- **TASK BRIEF**:
Every record must come back exactly as given.

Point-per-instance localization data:

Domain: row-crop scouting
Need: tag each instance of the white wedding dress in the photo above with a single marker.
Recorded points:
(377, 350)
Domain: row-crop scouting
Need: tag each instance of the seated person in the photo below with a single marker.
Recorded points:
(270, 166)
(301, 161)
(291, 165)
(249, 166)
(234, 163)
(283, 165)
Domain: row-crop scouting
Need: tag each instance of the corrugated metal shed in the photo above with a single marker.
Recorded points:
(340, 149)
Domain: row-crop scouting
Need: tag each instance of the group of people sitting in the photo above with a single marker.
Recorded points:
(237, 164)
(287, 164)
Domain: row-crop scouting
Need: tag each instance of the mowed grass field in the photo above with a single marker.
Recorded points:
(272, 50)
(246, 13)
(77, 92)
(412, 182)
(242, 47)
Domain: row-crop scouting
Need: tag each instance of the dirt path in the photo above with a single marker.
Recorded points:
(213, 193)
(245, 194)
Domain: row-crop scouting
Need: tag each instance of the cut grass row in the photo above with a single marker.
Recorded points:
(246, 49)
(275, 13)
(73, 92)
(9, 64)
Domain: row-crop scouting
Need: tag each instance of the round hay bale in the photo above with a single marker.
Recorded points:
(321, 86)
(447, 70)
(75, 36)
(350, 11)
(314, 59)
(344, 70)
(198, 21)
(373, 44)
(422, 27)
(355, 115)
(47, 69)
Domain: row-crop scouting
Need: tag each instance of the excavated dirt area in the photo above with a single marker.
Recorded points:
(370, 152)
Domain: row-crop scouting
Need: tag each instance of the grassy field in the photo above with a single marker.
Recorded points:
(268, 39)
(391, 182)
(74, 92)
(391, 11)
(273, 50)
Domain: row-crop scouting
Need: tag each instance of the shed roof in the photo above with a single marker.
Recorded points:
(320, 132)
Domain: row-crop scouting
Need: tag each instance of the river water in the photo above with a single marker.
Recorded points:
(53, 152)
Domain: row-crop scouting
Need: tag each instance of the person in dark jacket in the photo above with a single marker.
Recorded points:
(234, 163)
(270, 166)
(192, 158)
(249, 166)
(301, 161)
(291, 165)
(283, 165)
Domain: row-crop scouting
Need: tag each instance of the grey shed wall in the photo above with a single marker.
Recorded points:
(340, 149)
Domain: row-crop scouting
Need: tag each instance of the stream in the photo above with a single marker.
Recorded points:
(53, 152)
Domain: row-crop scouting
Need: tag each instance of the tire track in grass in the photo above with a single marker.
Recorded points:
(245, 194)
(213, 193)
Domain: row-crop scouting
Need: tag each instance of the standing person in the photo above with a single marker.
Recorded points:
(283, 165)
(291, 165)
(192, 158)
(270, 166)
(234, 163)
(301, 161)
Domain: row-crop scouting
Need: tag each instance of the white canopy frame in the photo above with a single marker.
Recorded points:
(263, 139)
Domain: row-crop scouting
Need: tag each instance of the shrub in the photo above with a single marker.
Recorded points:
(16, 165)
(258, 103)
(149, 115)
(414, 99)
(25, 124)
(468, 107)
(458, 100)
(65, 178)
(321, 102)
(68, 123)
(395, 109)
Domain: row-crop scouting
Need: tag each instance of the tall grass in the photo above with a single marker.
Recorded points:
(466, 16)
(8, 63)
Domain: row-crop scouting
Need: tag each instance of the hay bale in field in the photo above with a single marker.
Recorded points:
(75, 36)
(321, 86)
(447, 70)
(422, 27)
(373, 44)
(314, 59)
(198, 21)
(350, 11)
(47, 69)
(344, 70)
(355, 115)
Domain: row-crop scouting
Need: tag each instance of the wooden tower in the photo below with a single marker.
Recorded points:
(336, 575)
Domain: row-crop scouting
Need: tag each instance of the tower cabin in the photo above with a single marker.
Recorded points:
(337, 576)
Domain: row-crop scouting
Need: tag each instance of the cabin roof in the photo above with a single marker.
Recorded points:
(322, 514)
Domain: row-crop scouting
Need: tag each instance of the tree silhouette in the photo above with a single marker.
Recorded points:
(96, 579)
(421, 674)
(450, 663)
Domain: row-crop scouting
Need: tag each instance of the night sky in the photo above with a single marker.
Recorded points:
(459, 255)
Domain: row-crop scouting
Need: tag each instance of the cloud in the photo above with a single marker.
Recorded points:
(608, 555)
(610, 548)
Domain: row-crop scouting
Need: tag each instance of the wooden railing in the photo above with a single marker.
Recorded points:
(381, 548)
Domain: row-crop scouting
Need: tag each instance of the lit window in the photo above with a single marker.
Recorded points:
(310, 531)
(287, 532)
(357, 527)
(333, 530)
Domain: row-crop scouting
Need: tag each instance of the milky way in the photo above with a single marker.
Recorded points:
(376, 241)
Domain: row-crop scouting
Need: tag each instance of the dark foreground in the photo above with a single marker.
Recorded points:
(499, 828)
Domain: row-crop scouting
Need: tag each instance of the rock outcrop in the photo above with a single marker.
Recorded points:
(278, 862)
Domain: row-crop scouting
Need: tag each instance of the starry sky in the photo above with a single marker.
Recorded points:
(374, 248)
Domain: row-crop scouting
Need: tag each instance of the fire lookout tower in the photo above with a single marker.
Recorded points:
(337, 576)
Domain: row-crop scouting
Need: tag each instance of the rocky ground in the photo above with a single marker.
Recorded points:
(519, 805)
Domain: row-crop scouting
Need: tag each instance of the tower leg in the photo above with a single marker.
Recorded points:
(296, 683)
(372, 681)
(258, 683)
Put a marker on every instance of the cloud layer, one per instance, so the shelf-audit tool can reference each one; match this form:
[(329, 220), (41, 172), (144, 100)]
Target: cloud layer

- **SOLUTION BELOW**:
Domain: row-crop scouting
Need: tag each instance of the white wedding dress in the photo above with a single marker.
Recorded points:
(377, 350)
Domain: row-crop scouting
Need: tag each instance of the seated person in the photo below with a single marker.
Recorded points:
(270, 166)
(301, 161)
(291, 165)
(249, 166)
(234, 163)
(283, 165)
Domain: row-crop scouting
Need: tag each instance of the corrugated metal shed in the photo above with a single marker.
Recorded points:
(340, 149)
Domain: row-crop scouting
Need: tag each instance of the group of people sitting in the photo above with a single marker.
Recorded points:
(237, 164)
(287, 164)
Domain: row-crop scouting
Need: tag each instance of the mowed grass field in the photo above with a single marker.
Recorded points:
(272, 50)
(246, 13)
(77, 92)
(412, 182)
(242, 47)
Domain: row-crop scouting
Need: tag each instance of the dirt path in the photo above with a single marker.
Recorded points:
(213, 193)
(245, 194)
Domain: row-crop scouting
Need: tag each instance of the cut grass row in the photo above with a single marker.
Recorded points:
(246, 49)
(275, 13)
(73, 92)
(9, 64)
Domain: row-crop scouting
Need: tag each instance of the round hay bale in the photo above with a single marker.
Recorded points:
(321, 86)
(447, 70)
(75, 36)
(350, 11)
(314, 59)
(344, 70)
(198, 21)
(373, 44)
(422, 27)
(355, 115)
(47, 69)
Domain: row-crop scouting
Need: tag each instance of the excavated dirt area in the photo above with a single marker.
Recorded points:
(370, 152)
Domain: row-crop scouting
Need: tag each instance of the grassy field in the photo above with a single marker.
Recorded points:
(268, 39)
(391, 182)
(74, 92)
(391, 11)
(273, 50)
Domain: row-crop scouting
Need: tag each instance of the shed roof in the photo above with a single marker.
Recorded points:
(320, 132)
Domain: row-crop scouting
Need: tag each instance of the river water in the photo above with a single marker.
Recorded points:
(53, 152)
Domain: row-crop scouting
Need: tag each instance of the person in dark jacket in the photo above with a single marker.
Recorded points:
(234, 163)
(270, 166)
(192, 158)
(249, 166)
(301, 161)
(291, 165)
(283, 165)
Domain: row-crop scouting
Need: tag each instance of the grey shed wall in the photo above with a single marker.
Recorded points:
(340, 149)
Domain: row-crop scouting
Need: tag each instance of the stream in the photo above with a single marker.
Recorded points:
(53, 152)
Domain: row-crop scouting
Need: tag each instance of the tire track in grass in the photo above with a single marker.
Recorded points:
(245, 194)
(213, 193)
Domain: row-crop scouting
Need: tag each instance of the standing person in the photo above with a single marker.
Recorded points:
(283, 165)
(291, 165)
(192, 158)
(270, 166)
(234, 163)
(301, 161)
Domain: row-crop scouting
Need: tag each instance of the white canopy frame in the photo above with a single marker.
Recorded points:
(263, 139)
Domain: row-crop scouting
Need: tag each instance of the shrub in the photo above with a single marker.
Recorded points:
(16, 165)
(258, 103)
(149, 115)
(414, 99)
(25, 124)
(468, 107)
(458, 100)
(65, 178)
(321, 102)
(68, 123)
(395, 109)
Domain: row-crop scouting
Need: tag each instance of the tall grass in the photo above with a single marker.
Recorded points:
(466, 16)
(8, 63)
Domain: row-crop scouting
Need: tag each instance of the hay bale in field in the photo above with a single marker.
Recorded points:
(75, 36)
(321, 86)
(447, 70)
(422, 27)
(373, 44)
(314, 59)
(198, 21)
(350, 11)
(47, 69)
(344, 70)
(355, 115)
Domain: row-crop scouting
Need: tag each instance of the wooden tower in the photo below with a single marker.
Recorded points:
(336, 575)
Domain: row-crop scouting
Need: tag each instance of the tower cabin in the photo above with a single marker.
Recorded points:
(337, 576)
Domain: row-crop scouting
Need: tag each instance of the cabin roof in the photo above with a single marker.
Recorded points:
(322, 514)
Domain: row-crop scouting
Need: tag each instance of the tree silhouette in the photo above with a single marker.
Recorded points:
(96, 579)
(421, 674)
(450, 663)
Domain: row-crop scouting
Need: tag each instance of the night sky in the photo above with a single marker.
Recorded points:
(459, 255)
Domain: row-crop scouting
Need: tag each instance of the cloud in the photo above with a single marker.
Recorded points:
(608, 555)
(610, 548)
Domain: row-crop scouting
Need: tag each instance of the wooden railing in the photo above with a single marker.
Recorded points:
(381, 548)
Domain: row-crop scouting
Need: tag each instance of the lit window in the photo above with a single marker.
Recorded points:
(310, 531)
(287, 532)
(357, 527)
(333, 530)
Domain: row-crop scouting
Need: tag each instance of the milky way in the photo above with a single marker.
Recorded points:
(376, 241)
Domain: row-crop scouting
Need: tag each instance of the dark foreground in the photo above with a single marker.
Recorded points:
(499, 828)
Domain: row-crop scouting
Need: tag each instance of the rock outcrop in the photo above with a single marker.
Recorded points:
(278, 862)
Domain: row-crop scouting
Need: tag each instance of the starry sky in the photo above with a single marker.
Recorded points:
(374, 248)
Domain: row-crop scouting
Need: tag each instance of the fire lookout tower in the photo above with a single marker.
Recorded points:
(337, 576)
Domain: row-crop scouting
Need: tag each instance of the rocky ground in the photo above with a single marker.
Recorded points:
(519, 805)
Domain: row-crop scouting
Need: tag each instance of the tower leg in the photo above with a single marker.
Recorded points:
(296, 683)
(372, 681)
(258, 683)
Put a marker on every instance of the cloud layer, one per instance, so the shelf-audit tool can reference each one; match this form:
[(329, 220), (41, 172), (144, 100)]
Target: cloud layer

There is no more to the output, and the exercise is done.